## Work instruction
Please retype the listing below, matching every line exactly.
--- Input material ---
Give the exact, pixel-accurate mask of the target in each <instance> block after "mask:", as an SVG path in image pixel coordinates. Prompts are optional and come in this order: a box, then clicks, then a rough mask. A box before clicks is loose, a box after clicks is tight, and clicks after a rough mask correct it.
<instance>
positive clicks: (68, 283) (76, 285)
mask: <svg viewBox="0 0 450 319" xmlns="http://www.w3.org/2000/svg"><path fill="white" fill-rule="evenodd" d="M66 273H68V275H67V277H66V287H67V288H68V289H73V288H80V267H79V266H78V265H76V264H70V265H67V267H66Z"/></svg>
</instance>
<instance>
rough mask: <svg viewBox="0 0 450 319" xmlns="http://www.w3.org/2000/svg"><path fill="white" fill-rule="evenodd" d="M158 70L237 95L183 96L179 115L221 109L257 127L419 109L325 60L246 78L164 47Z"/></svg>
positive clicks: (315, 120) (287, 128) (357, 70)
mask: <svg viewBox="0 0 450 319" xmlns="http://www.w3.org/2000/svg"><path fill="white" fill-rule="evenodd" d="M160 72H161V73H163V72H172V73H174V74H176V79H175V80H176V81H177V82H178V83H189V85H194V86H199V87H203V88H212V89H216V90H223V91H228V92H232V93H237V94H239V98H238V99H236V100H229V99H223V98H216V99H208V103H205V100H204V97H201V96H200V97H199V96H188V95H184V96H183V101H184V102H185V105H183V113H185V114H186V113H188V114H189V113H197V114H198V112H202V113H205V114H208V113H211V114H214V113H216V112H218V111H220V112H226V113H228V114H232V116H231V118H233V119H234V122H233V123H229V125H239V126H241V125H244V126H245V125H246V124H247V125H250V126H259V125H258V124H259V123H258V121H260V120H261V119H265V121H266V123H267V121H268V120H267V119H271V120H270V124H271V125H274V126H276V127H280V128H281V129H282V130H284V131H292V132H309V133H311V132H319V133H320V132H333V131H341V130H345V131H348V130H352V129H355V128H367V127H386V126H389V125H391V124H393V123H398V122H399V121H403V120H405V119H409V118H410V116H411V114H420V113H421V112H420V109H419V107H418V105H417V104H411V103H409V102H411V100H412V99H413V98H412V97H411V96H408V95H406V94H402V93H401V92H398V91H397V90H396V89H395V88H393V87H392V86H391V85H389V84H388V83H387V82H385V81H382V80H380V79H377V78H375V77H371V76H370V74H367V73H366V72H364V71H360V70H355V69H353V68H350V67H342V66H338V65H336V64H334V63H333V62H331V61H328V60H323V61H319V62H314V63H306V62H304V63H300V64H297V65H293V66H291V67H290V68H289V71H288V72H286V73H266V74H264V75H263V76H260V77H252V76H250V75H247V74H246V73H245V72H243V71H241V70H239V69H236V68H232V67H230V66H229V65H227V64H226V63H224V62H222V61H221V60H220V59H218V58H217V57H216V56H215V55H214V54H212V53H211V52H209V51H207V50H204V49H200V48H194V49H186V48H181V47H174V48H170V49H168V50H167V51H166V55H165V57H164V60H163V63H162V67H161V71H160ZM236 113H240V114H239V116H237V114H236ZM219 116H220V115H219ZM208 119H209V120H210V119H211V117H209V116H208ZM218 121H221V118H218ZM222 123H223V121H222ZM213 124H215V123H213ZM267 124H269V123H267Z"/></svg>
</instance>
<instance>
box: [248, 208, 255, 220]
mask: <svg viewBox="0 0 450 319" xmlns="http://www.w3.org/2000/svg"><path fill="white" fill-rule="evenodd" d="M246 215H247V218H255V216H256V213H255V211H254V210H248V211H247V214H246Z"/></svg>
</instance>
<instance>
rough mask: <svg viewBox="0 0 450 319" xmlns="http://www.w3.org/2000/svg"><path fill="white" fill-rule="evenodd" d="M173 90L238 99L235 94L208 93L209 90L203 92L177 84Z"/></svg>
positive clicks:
---
## Task result
Give the exact, pixel-accurate mask of the target in each <instance> block after "mask:", as an SVG path in image pixel coordinates. Prompts are optional and come in this order: a box, then clicks, then a rough mask. A box before clicks is loose, a box after clicks is tight, and clicks after a rough mask correct it.
<instance>
positive clicks: (68, 283) (76, 285)
mask: <svg viewBox="0 0 450 319" xmlns="http://www.w3.org/2000/svg"><path fill="white" fill-rule="evenodd" d="M66 273H68V275H67V277H66V287H67V288H68V289H73V288H80V267H79V266H78V265H76V264H70V265H67V267H66Z"/></svg>
</instance>
<instance>
rough mask: <svg viewBox="0 0 450 319" xmlns="http://www.w3.org/2000/svg"><path fill="white" fill-rule="evenodd" d="M158 70L237 95L183 96L179 115L221 109L257 127L419 109L325 60L246 78L164 47Z"/></svg>
positive clicks: (315, 120) (287, 128) (357, 70)
mask: <svg viewBox="0 0 450 319" xmlns="http://www.w3.org/2000/svg"><path fill="white" fill-rule="evenodd" d="M160 72H161V73H163V72H172V73H174V74H176V79H175V80H176V81H177V82H178V83H189V85H194V86H199V87H203V88H212V89H216V90H223V91H228V92H232V93H237V94H239V98H238V99H236V100H229V99H223V98H216V99H208V103H205V100H204V97H201V96H200V97H199V96H188V95H184V96H183V101H184V102H185V105H183V113H185V114H186V113H188V114H189V113H197V114H198V112H202V113H205V114H208V113H211V114H214V113H216V112H218V111H220V112H226V113H228V114H232V116H231V118H233V119H234V122H233V123H229V125H239V126H241V125H244V126H245V125H246V124H247V125H250V126H259V125H258V124H259V123H258V121H260V120H261V119H265V121H266V123H267V121H268V120H267V119H271V120H270V124H271V125H274V126H276V127H280V128H281V129H282V130H284V131H292V132H309V133H311V132H319V133H320V132H333V131H341V130H345V131H348V130H352V129H355V128H367V127H386V126H389V125H391V124H393V123H398V122H399V121H403V120H405V119H409V118H410V116H411V114H420V113H421V112H420V109H419V107H418V105H417V104H411V103H409V102H411V100H412V99H413V98H412V97H411V96H408V95H406V94H402V93H401V92H398V91H397V90H396V89H395V88H393V87H392V86H391V85H389V84H388V83H387V82H385V81H382V80H380V79H377V78H375V77H371V76H370V74H367V73H366V72H364V71H360V70H355V69H353V68H350V67H342V66H338V65H336V64H334V63H333V62H331V61H328V60H323V61H319V62H314V63H306V62H304V63H300V64H297V65H293V66H291V67H290V68H289V71H288V72H286V73H266V74H264V75H263V76H260V77H252V76H250V75H247V74H246V73H245V72H243V71H241V70H239V69H236V68H232V67H230V66H229V65H227V64H226V63H224V62H222V61H221V60H220V59H218V58H217V57H216V56H215V55H214V54H212V53H211V52H209V51H207V50H204V49H200V48H194V49H186V48H181V47H174V48H170V49H168V50H167V51H166V55H165V57H164V60H163V63H162V67H161V71H160ZM236 113H240V114H239V116H237V114H236ZM219 116H220V115H219ZM208 119H209V120H210V119H211V117H209V116H208ZM218 121H221V118H218ZM222 123H223V121H222ZM213 124H215V123H213ZM267 124H269V123H267Z"/></svg>
</instance>
<instance>
box: [248, 208, 255, 220]
mask: <svg viewBox="0 0 450 319" xmlns="http://www.w3.org/2000/svg"><path fill="white" fill-rule="evenodd" d="M246 215H247V218H255V216H256V213H255V211H254V210H248V211H247V214H246Z"/></svg>
</instance>
<instance>
rough mask: <svg viewBox="0 0 450 319" xmlns="http://www.w3.org/2000/svg"><path fill="white" fill-rule="evenodd" d="M173 90L238 99L235 94L208 93L209 90L203 92L177 84Z"/></svg>
positive clicks:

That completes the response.